Exercise description
Rewrite every row below, changing each "Quickstart" to "Usage" and keeping everything else the same.

Entries supplied
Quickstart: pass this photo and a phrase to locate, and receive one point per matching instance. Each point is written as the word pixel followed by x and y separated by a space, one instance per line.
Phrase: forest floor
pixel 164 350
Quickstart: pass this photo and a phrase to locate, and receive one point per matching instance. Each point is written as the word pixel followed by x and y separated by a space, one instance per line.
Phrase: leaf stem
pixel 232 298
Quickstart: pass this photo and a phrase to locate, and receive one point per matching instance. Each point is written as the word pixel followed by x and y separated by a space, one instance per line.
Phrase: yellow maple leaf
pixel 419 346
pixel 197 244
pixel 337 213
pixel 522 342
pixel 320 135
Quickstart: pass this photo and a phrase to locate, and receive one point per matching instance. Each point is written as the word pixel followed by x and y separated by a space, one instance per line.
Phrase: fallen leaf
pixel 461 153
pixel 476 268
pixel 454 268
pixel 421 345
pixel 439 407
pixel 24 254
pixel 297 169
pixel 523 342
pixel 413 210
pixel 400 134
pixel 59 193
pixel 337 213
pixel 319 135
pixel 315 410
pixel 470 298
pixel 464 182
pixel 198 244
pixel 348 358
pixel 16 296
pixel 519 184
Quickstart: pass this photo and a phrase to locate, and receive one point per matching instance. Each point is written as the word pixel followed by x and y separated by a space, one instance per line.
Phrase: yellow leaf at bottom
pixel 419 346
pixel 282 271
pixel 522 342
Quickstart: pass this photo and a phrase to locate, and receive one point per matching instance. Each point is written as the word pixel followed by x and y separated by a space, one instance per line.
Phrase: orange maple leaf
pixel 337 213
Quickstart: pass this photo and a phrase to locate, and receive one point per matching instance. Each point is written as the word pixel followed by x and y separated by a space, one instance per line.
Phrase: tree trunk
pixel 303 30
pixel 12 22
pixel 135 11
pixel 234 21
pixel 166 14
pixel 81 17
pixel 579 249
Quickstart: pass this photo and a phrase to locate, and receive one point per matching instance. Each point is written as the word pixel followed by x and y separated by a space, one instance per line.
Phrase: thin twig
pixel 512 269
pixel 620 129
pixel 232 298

Result for this exercise
Usage: pass this photo and a phrase to locate, and receive one point per matching instance. Each point is written as the word pixel followed by x and y separated by a space, one instance per line.
Phrase: forest floor
pixel 164 350
Usage: pass this photo and a phrase to locate, and receive one point per matching instance. Each point is written as the word pixel followed by x and y separated by a space, one instance per line.
Phrase: leaf stem
pixel 232 298
Usage: pass this photo and a phrase to locate, and receive one point per matching instance. Each point is written as the word pixel followed by x and y separated by a space, one instance per line.
Phrase: yellow maple leaf
pixel 419 346
pixel 197 244
pixel 337 213
pixel 522 342
pixel 320 135
Usage: pass this photo and a phrase to locate, and receive one point per matching instance. Each point is written as the word pixel followed by x and y separated by a space, one instance per line.
Phrase: fallen leaf
pixel 461 153
pixel 476 268
pixel 454 268
pixel 421 345
pixel 439 407
pixel 24 254
pixel 297 169
pixel 523 342
pixel 413 210
pixel 400 134
pixel 59 193
pixel 337 213
pixel 319 135
pixel 315 410
pixel 470 298
pixel 464 182
pixel 198 244
pixel 348 358
pixel 16 296
pixel 519 184
Usage: pass this photo and a phrase to locate, and receive one point per matching instance. Each point is written as the word pixel followed by x and y separated by a space, one instance per line.
Phrase: yellow leaf at bottom
pixel 419 346
pixel 282 271
pixel 522 342
Usage: pass this photo and a phrase to locate, and receive one point per matching instance. Each point is written as the word pixel followed by x and y separated by a space, one instance per line.
Phrase: orange maple leaf
pixel 337 213
Usage: pass this photo and a phrase to locate, and receive one point per matching instance. Each point is written as the word pixel followed by x and y separated by a space, one instance per line.
Phrase: tree trunk
pixel 303 30
pixel 12 22
pixel 135 11
pixel 234 21
pixel 166 14
pixel 81 17
pixel 579 249
Usage: pass this photo and a phrase to locate, and receive one point per matching instance. Each point is written as the word pixel followed by x and y separated by a space, one instance per line.
Phrase: thin twig
pixel 512 269
pixel 620 129
pixel 232 298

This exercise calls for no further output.